[Begin Document text]

Introduction: DIY LED Illuminated Trekking Pole Flashlight

About: I'm just a student who likes making things. And what's the point of making something if you're the only one who knows how?

Do you enjoy night walks or hikes? Have you ever been hiking and gotten back later than you expected, after dark? If so, this is an Instructable for you! This will show you how to turn ordinary trekking or ski poles into illuminated ones for $10-15 (not including the price of the poles).

The main advantage of adding lights to your poles is easy accessibility. Instead of needing to remember to bring a flashlight or headlamp, you have light right at your disposal. Also, if a hike takes longer than you expect and you didn't plan on bringing a light source, you can still find your way without tripping on unseen rocks and such. 

Also, keep in mind that the instructions here apply to both poles; they're made in exactly the same way.

Step 1: Materials

First, gather the materials for the project. You'll need:
1x Pair of trekking/ski poles (you can either buy some or modify ones you already own)

4x Single AAA battery holders (Something like these: http://www.frys.com/product/2966145 - you may be able to find less expensive ones locally, however. Otherwise, two of these are even better: http://www.radioshack.com/product/index.jsp?productId=22874876&prodFindSrc=cart)

2x Bright white LED lights (something like these: http://www.radioshack.com/product/index.jsp?productId=3060980)

2x 5mm LED holders (something like this: http://www.radioshack.com/product/index.jsp?productId=2062559 - if you want to save a bit more money, these aren't entirely necessary. They'll increase the range of the light, though, so they're recommended)

2x Small SPST switches

A bit of scrap sheet metal

A few feet of electrical hookup wire (I used 22-gauge)

Hot glue

Stronger glue (Gorilla Glue, JB Weld, Super Glue, etc.)

Solder of your choice


Tools:
A Dremel or other rotary cutting tool

An electric drill (either handheld or drill press)

[End Document text]
[Begin Excerpted records]

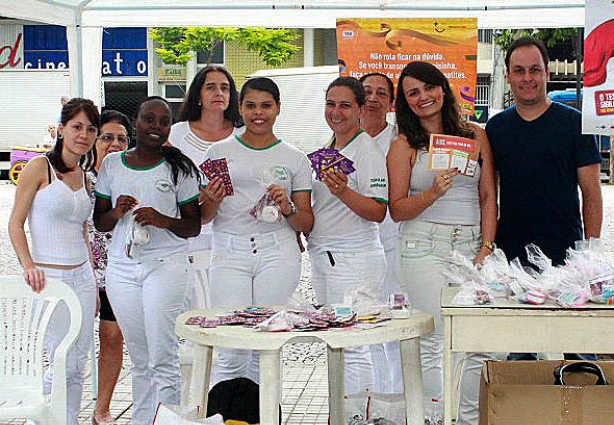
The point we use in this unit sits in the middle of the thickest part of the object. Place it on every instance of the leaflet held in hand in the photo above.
(454, 152)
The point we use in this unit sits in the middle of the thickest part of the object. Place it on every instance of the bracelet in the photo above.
(426, 201)
(489, 244)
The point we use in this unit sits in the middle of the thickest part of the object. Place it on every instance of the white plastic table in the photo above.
(269, 344)
(512, 327)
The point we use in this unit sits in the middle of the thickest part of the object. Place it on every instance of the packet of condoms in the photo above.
(324, 159)
(218, 168)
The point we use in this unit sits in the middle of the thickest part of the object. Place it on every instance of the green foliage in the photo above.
(504, 37)
(274, 46)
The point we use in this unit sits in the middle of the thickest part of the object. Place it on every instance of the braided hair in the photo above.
(179, 162)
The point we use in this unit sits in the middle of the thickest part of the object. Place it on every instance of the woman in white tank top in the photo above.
(439, 212)
(53, 194)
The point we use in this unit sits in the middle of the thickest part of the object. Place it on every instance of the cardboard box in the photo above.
(523, 393)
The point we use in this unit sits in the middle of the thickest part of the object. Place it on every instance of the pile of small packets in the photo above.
(265, 319)
(587, 275)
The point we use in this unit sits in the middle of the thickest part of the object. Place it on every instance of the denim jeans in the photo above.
(423, 254)
(533, 356)
(360, 275)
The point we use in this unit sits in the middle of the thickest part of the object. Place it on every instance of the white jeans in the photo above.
(82, 281)
(247, 270)
(333, 274)
(147, 297)
(422, 256)
(386, 357)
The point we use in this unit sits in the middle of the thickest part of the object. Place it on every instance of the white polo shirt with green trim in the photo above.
(252, 171)
(336, 227)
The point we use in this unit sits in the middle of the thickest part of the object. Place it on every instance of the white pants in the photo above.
(386, 357)
(82, 281)
(198, 293)
(247, 270)
(147, 297)
(423, 253)
(333, 274)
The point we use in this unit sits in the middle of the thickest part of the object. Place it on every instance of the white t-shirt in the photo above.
(252, 171)
(388, 229)
(338, 228)
(152, 187)
(183, 138)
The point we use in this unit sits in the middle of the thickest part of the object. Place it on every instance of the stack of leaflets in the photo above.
(454, 152)
(324, 159)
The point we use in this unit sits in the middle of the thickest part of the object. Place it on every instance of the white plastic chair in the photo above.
(24, 318)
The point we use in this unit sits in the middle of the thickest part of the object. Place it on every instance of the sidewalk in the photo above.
(304, 393)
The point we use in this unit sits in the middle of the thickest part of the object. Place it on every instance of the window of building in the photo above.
(482, 91)
(174, 93)
(124, 96)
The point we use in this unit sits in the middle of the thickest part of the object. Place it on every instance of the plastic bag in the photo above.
(369, 408)
(265, 209)
(496, 273)
(282, 321)
(180, 415)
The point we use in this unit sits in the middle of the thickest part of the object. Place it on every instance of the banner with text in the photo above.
(598, 96)
(387, 45)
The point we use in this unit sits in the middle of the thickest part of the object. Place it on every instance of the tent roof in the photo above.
(290, 13)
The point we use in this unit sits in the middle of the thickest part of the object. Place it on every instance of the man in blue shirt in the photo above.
(541, 158)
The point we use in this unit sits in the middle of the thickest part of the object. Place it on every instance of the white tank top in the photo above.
(56, 224)
(460, 204)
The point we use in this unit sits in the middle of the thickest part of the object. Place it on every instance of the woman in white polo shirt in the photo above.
(210, 113)
(256, 259)
(346, 254)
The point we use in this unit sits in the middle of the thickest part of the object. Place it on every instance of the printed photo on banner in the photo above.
(598, 96)
(387, 45)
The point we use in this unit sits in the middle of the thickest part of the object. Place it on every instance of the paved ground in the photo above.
(305, 386)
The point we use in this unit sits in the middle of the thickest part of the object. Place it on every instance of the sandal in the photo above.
(106, 421)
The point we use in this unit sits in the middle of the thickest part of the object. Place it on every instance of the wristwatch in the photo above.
(293, 209)
(489, 244)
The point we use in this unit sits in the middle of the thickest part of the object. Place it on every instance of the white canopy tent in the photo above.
(85, 19)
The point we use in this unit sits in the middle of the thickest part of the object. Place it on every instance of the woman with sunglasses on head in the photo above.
(114, 130)
(53, 195)
(210, 113)
(347, 257)
(439, 212)
(148, 196)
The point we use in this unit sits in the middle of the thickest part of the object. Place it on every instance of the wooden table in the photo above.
(513, 327)
(269, 344)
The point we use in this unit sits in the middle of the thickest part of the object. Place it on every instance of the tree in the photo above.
(503, 38)
(274, 46)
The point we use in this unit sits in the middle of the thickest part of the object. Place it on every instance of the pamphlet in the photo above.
(454, 152)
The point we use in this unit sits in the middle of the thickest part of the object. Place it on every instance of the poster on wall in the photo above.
(387, 45)
(598, 96)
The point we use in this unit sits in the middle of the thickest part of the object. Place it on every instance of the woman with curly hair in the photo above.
(53, 194)
(439, 211)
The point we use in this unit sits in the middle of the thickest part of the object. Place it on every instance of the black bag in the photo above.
(579, 367)
(237, 399)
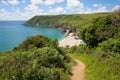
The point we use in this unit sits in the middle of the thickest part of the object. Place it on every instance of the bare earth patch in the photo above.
(78, 71)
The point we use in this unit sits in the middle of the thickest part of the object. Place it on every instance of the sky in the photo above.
(26, 9)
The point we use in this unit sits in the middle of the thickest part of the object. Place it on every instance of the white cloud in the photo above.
(51, 2)
(96, 5)
(116, 7)
(57, 10)
(31, 7)
(74, 5)
(13, 2)
(101, 9)
(4, 2)
(23, 1)
(35, 2)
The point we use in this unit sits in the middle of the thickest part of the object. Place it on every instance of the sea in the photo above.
(12, 33)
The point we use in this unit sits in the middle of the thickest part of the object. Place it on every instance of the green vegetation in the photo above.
(72, 22)
(101, 54)
(34, 59)
(39, 58)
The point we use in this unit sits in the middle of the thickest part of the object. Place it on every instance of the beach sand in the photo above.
(70, 41)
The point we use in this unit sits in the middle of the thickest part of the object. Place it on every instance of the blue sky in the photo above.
(25, 9)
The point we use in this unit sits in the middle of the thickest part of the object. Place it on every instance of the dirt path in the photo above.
(78, 71)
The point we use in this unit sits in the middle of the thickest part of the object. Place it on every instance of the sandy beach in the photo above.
(70, 41)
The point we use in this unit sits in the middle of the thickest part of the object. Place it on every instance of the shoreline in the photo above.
(70, 40)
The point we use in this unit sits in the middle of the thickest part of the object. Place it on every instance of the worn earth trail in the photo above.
(78, 71)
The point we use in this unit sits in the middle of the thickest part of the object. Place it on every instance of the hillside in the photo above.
(73, 22)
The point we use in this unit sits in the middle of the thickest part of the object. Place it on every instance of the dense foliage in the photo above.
(72, 22)
(102, 52)
(40, 62)
(39, 58)
(100, 30)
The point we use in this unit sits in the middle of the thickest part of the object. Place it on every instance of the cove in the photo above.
(12, 33)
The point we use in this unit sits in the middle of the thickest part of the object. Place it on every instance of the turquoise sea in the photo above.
(12, 33)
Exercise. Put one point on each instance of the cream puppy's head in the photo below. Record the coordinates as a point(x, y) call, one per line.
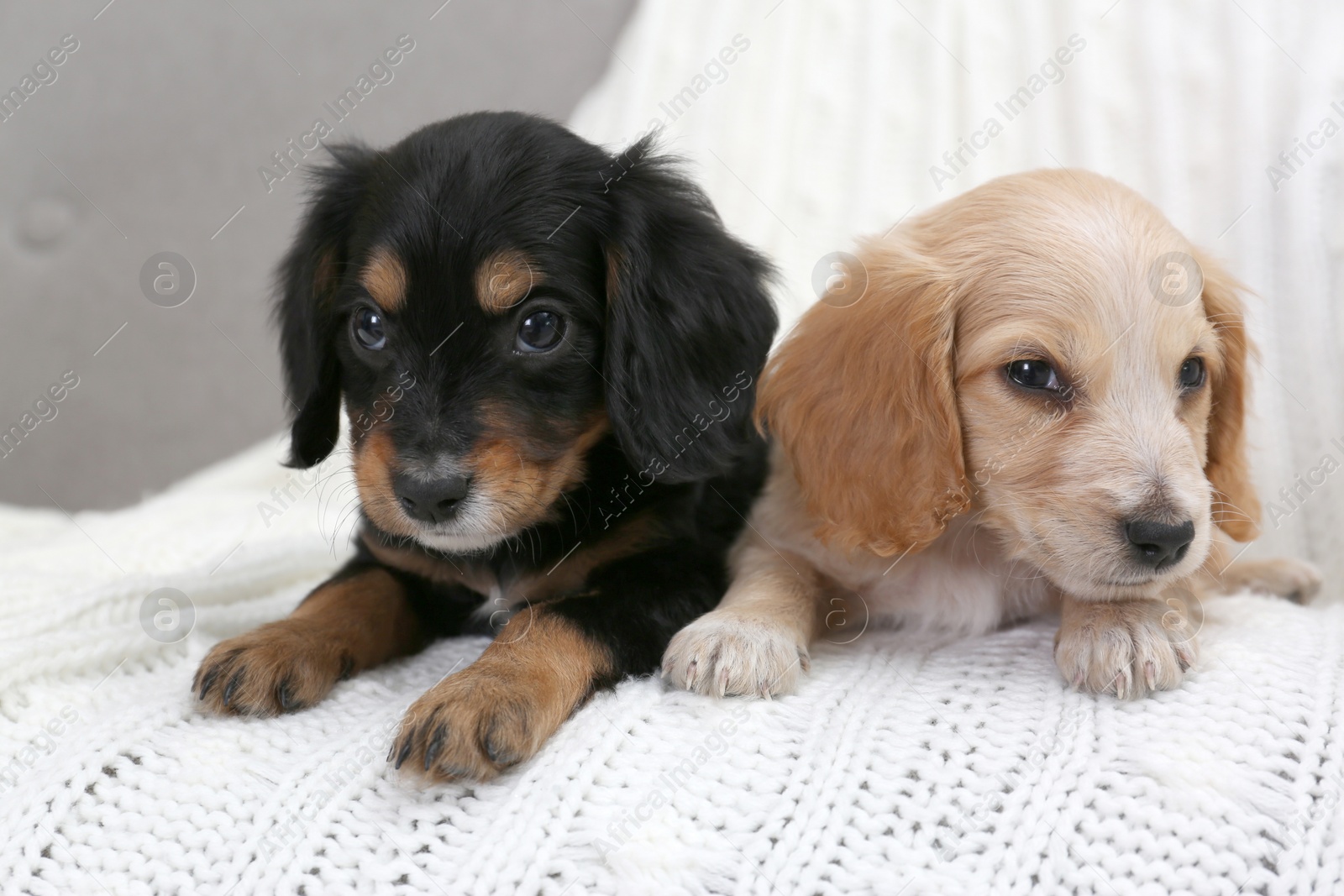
point(1045, 352)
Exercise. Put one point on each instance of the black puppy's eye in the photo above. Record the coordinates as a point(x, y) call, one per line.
point(369, 328)
point(1193, 374)
point(1034, 374)
point(541, 332)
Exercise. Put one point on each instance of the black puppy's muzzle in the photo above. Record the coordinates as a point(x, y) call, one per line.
point(430, 499)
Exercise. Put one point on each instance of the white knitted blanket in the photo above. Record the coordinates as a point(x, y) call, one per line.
point(900, 766)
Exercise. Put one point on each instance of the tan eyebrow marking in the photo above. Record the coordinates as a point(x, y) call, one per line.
point(503, 280)
point(385, 278)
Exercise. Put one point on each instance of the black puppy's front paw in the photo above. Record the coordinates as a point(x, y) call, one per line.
point(277, 668)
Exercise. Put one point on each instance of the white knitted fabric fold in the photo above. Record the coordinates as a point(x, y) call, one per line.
point(900, 765)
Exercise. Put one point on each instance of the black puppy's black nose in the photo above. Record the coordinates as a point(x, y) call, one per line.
point(430, 500)
point(1159, 544)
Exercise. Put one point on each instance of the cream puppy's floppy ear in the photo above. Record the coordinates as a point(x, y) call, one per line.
point(862, 401)
point(1236, 506)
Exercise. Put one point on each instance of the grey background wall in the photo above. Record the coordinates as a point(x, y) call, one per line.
point(148, 139)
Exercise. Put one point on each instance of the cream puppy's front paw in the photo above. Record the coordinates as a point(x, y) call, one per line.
point(726, 653)
point(1128, 647)
point(1297, 580)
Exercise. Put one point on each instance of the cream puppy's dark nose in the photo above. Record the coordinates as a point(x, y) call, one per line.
point(1159, 544)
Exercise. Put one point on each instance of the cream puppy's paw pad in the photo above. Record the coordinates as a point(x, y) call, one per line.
point(723, 654)
point(1124, 647)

[End Excerpted records]

## Set exercise
Reproduce word for word the passage of the trekking pole flashlight text from "4x Single AAA" up to and including "so they're recommended)". Rely only on the trekking pole flashlight text.

## Exercise solution
4x Single AAA battery holders (Something like these: http://www.frys.com/product/2966145 - you may be able to find less expensive ones locally, however. Otherwise, two of these are even better: http://www.radioshack.com/product/index.jsp?productId=22874876&prodFindSrc=cart)

2x Bright white LED lights (something like these: http://www.radioshack.com/product/index.jsp?productId=3060980)

2x 5mm LED holders (something like this: http://www.radioshack.com/product/index.jsp?productId=2062559 - if you want to save a bit more money, these aren't entirely necessary. They'll increase the range of the light, though, so they're recommended)